Top of READING PASSAGE
And we also managed to keep up with the monitoring. We keep in touch with the farmers to see how they are doing, whether they need anything, and we ask them to send us photos of the areas they reforested – so that we can ensure they are looking after the trees! But we’re longing to return to our normal activities, and see the survival rate, which species adapt best, how the seedlings are growing, whether they are being attacked by ants, and so on. Check out the photos they sent. (And please forgive the quality of the photos – that depends on the farmers’ level of skill!)
And so, dear donors, we want to thank you once again for your support. As you know, we couldn’t do it without you. The rainforest thanks you! And we’re now sending out a brand new monthly newsletter. Check our latest edition, and please sign up by clicking here.
And we wish you all good health and lots of courage,
Arielle and the Iracambi team
Dear Forest Guardians
How are you doing?
With this covid we are all in some sort of lockdown, right? We at Iracambi have been in total lockdown since the end of March. (But the rainforest is a great place to be locked down in!)
Bottom of READING PASSAGE
→ **PROMPT A**
According to the Iracambi letter, since when has Iracambi been in total lockdown?
→ **PROMPT B**
Quote the stretch of the Iracambi letter from "With this covid" through "locked down in!)".
Top of DATASET ENTRIES
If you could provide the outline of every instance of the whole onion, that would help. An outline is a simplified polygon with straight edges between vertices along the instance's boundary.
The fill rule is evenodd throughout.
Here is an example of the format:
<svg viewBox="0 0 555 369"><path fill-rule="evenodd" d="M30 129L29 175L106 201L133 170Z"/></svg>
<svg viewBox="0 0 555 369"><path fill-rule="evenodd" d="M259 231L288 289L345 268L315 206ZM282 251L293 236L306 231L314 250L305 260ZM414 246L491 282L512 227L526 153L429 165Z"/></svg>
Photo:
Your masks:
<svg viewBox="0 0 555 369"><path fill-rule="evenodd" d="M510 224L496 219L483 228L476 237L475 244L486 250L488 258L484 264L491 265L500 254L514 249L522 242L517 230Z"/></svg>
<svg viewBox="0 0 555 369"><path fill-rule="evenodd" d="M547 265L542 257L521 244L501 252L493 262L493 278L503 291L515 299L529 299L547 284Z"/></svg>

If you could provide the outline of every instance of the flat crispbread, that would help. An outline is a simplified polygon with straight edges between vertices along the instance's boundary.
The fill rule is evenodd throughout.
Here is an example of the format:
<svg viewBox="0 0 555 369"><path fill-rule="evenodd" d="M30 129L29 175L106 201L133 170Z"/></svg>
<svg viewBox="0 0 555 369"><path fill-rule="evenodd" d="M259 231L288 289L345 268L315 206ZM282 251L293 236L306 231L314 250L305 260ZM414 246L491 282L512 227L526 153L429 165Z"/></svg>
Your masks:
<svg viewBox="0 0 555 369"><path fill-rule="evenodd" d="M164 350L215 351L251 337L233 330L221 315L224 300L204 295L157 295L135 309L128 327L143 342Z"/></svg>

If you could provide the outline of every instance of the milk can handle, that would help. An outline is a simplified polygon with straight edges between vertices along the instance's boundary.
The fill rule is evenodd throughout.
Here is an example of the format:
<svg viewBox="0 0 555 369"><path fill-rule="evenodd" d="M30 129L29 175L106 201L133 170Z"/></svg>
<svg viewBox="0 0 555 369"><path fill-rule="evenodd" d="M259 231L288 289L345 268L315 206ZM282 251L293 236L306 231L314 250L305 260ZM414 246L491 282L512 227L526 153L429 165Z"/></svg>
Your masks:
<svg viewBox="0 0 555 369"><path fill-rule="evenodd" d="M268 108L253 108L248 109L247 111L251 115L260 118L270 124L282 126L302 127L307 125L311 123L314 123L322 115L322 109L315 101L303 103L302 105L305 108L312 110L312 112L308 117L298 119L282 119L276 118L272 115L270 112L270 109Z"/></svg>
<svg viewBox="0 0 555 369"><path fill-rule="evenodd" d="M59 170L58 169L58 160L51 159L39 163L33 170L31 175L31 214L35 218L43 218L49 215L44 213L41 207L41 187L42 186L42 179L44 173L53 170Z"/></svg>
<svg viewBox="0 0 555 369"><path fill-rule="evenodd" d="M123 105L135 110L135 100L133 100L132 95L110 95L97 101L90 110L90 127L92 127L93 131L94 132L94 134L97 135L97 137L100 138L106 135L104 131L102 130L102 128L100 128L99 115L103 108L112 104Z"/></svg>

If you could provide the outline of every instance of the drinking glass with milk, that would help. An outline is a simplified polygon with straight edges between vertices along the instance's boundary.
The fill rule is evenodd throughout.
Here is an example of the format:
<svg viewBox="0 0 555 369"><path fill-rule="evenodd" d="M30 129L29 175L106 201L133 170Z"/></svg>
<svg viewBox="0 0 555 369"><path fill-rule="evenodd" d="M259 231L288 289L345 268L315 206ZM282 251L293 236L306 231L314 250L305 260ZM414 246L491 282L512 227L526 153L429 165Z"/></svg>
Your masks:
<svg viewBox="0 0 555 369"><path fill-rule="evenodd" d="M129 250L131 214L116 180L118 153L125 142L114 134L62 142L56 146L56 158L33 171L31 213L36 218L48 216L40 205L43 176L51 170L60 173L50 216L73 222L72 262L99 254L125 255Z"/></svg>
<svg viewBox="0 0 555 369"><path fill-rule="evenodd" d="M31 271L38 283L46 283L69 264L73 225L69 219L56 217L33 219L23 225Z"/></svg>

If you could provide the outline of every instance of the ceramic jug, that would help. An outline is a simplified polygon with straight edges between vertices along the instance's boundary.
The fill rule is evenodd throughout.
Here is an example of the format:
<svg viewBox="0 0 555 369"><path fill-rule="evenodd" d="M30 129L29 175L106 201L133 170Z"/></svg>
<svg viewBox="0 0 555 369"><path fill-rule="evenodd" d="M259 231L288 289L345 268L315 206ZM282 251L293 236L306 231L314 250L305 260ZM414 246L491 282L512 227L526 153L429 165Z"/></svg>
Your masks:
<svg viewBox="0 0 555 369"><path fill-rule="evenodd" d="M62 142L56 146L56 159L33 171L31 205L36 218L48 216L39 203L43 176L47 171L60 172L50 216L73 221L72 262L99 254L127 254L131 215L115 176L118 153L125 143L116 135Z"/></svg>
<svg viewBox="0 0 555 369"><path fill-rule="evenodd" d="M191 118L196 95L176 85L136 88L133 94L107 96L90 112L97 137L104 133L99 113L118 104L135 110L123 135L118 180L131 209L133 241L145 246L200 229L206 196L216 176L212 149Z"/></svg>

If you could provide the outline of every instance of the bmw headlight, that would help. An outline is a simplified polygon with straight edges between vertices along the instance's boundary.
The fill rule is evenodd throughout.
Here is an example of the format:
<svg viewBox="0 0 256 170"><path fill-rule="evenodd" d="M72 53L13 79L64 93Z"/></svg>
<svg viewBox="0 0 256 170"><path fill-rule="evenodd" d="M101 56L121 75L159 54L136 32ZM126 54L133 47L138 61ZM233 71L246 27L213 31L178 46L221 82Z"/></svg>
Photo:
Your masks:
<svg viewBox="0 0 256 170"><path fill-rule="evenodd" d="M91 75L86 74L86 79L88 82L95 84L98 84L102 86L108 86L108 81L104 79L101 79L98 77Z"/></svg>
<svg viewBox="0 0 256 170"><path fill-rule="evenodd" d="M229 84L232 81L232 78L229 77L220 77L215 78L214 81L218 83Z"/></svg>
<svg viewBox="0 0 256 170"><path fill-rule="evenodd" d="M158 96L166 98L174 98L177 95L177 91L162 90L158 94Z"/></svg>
Bottom of DATASET ENTRIES
→ **EXERCISE RESULT A**
Since the end of March.

→ **EXERCISE RESULT B**
With this covid we are all in some sort of lockdown, right? We at Iracambi have been in total lockdown since the end of March. (But the rainforest is a great place to be locked down in!)